(Einträge aus einem Datensatz)
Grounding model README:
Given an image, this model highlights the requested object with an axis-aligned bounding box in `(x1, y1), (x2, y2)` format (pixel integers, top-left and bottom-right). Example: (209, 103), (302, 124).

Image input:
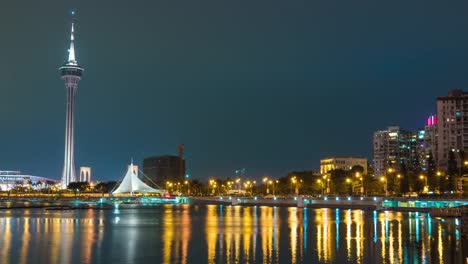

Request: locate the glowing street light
(317, 179), (325, 195)
(419, 175), (429, 193)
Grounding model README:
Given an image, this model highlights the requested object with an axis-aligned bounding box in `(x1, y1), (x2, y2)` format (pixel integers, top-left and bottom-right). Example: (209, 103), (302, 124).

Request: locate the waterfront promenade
(0, 194), (468, 212)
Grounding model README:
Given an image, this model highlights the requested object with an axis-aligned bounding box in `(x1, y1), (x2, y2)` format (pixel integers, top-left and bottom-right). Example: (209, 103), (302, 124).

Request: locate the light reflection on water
(0, 205), (466, 264)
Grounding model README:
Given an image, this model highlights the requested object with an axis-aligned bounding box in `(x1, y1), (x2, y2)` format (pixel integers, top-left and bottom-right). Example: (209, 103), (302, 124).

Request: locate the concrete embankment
(190, 197), (381, 210)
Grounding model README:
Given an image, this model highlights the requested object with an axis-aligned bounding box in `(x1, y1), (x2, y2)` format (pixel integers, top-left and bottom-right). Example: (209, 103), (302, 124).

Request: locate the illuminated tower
(59, 20), (84, 189)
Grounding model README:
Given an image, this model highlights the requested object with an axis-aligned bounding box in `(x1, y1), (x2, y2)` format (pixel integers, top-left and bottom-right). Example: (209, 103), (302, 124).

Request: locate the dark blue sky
(0, 0), (468, 180)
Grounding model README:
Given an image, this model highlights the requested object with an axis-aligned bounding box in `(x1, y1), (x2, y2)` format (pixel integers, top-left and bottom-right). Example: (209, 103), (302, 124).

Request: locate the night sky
(0, 0), (468, 180)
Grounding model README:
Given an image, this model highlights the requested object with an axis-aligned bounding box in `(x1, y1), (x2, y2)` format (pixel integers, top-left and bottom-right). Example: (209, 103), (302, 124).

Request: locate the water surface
(0, 205), (467, 264)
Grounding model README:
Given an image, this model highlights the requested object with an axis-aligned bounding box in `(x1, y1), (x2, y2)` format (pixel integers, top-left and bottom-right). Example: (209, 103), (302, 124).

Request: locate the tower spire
(68, 22), (77, 65)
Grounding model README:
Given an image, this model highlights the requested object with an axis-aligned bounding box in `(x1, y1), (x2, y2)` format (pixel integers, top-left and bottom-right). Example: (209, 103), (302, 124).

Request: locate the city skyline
(0, 1), (468, 180)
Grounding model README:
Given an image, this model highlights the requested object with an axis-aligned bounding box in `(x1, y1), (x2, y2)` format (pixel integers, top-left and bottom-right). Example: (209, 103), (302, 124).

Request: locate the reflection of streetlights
(380, 177), (388, 197)
(317, 179), (324, 195)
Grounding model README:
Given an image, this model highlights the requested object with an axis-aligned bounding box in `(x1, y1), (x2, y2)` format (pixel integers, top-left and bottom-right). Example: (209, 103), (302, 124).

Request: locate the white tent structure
(112, 162), (166, 195)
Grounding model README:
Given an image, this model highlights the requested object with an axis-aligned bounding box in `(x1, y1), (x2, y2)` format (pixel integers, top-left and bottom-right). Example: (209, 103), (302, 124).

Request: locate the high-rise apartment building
(373, 126), (424, 176)
(320, 156), (367, 174)
(436, 90), (468, 168)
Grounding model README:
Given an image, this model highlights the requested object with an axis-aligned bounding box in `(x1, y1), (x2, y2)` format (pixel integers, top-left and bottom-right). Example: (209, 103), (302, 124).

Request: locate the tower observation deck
(59, 23), (84, 189)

## AUFGABENSTELLUNG
Schreibe den Teil, der mit dem Anfang der Einträge beginnt und mit der Zeile endet, die „(0, 205), (466, 264)“ enthält, noch einmal ab und ersetze darin „locate“ durch „mark“. Lass die Bilder weg und ändere sonst nichts.

## LÖSUNG
Grounding model README:
Given an image, this model highlights the requested object with an axis-aligned bounding box in `(x1, y1), (x2, y2)` format (pixel integers, top-left and bottom-right). Example: (209, 103), (302, 124).

Image input:

Request: mark the glowing street light
(317, 179), (325, 195)
(419, 175), (429, 193)
Grounding model README:
Given an image, this model highlights the requested object with an axis-aligned bounding box in `(x1, y1), (x2, y2)` format (pixel integers, top-left and bottom-right). Example: (209, 103), (302, 124).

Request: mark the waterfront promenade
(0, 194), (468, 212)
Grounding model README:
Given an image, this model highlights the requested object with an axis-aligned bounding box in `(x1, y1), (x2, y2)` format (pixel integers, top-left and bottom-right). Example: (209, 103), (302, 124).

Request: mark the light reflection on water
(0, 205), (466, 264)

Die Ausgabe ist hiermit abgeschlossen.